WHAT TO DO. Start at the first line of the material below and retype each line through the one containing "Now draw the outline of every instance of the transparent", exactly.

============================================================

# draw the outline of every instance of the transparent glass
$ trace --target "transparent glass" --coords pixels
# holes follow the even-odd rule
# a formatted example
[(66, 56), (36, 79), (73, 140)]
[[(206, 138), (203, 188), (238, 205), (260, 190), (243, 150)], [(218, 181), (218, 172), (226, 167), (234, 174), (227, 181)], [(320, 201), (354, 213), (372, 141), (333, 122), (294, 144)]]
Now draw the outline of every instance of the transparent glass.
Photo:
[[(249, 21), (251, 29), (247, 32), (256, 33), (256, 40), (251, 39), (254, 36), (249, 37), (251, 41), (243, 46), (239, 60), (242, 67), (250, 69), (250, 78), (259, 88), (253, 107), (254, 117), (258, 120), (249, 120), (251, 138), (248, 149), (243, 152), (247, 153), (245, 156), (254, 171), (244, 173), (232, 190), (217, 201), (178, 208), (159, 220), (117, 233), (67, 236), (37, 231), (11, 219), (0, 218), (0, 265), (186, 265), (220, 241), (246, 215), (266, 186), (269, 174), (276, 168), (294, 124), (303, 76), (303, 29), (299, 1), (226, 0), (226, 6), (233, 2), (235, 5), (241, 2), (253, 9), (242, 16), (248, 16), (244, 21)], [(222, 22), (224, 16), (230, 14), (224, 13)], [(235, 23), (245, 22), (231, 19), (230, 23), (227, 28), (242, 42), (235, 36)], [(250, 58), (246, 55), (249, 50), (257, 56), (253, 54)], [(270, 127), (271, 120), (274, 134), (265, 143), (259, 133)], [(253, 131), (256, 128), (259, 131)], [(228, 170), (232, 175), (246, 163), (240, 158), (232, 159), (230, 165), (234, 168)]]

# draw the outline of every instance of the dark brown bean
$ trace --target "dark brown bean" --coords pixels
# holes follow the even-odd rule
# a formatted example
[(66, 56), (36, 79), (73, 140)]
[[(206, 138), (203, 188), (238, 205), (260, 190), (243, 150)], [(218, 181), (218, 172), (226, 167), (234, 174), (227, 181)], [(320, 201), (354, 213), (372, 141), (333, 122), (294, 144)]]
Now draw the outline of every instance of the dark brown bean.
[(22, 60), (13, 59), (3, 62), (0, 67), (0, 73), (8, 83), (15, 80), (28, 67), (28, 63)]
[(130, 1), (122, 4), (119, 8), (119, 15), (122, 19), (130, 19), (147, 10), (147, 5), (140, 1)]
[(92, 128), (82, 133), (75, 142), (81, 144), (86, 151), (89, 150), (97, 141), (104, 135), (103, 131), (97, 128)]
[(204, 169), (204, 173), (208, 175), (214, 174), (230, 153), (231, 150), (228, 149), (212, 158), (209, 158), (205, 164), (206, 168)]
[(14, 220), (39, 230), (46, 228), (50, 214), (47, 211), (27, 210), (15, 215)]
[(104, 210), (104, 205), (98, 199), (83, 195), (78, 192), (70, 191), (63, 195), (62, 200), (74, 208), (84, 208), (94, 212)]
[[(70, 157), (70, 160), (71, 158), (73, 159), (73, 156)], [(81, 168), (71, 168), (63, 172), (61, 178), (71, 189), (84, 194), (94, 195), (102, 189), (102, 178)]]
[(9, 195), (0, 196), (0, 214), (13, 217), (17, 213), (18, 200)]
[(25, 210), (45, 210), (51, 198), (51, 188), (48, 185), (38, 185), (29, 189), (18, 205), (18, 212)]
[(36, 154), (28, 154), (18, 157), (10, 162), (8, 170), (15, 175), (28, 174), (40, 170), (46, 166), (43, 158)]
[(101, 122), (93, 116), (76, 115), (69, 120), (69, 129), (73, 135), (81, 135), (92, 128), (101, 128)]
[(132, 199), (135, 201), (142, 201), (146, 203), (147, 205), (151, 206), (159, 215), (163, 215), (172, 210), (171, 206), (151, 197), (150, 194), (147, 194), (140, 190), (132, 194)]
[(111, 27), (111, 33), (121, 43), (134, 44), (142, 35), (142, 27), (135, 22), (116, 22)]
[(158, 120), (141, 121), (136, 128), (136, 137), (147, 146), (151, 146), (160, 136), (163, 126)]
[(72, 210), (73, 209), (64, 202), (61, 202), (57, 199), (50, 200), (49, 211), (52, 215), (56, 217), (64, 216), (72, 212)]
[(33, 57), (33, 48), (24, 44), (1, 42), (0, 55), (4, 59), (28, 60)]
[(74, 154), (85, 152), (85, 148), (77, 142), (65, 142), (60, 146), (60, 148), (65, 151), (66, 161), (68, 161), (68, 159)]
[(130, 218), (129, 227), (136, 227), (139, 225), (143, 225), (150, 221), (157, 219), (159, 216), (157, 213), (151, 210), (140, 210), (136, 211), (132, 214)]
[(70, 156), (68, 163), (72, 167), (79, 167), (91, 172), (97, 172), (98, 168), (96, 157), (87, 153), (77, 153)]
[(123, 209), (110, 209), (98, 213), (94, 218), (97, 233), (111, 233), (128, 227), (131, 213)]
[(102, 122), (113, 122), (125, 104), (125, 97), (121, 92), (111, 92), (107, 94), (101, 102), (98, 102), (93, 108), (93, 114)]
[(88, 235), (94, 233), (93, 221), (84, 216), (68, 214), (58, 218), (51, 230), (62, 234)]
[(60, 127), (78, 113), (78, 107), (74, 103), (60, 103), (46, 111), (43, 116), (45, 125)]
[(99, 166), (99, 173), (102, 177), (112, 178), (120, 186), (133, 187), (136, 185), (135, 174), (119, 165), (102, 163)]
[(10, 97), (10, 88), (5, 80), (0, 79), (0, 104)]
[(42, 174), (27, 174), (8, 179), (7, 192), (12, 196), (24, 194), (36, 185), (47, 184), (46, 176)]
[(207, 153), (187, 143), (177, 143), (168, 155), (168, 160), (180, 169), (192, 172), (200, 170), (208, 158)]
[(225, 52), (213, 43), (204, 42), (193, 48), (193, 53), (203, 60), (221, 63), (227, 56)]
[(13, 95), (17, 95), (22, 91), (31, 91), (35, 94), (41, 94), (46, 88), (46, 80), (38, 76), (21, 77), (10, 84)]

============================================================

YOUR SOLUTION.
# draw the outline of every instance of the transparent glass
$ trace --target "transparent glass" --coords pixels
# holes follow the even-odd rule
# a formatted example
[(66, 56), (36, 79), (73, 140)]
[[(206, 138), (203, 188), (238, 205), (260, 190), (243, 150)], [(218, 181), (218, 172), (226, 167), (234, 174), (227, 181)], [(320, 201), (354, 213), (372, 141), (333, 122), (294, 144)]]
Now draw the outline of every instance of the transparent glass.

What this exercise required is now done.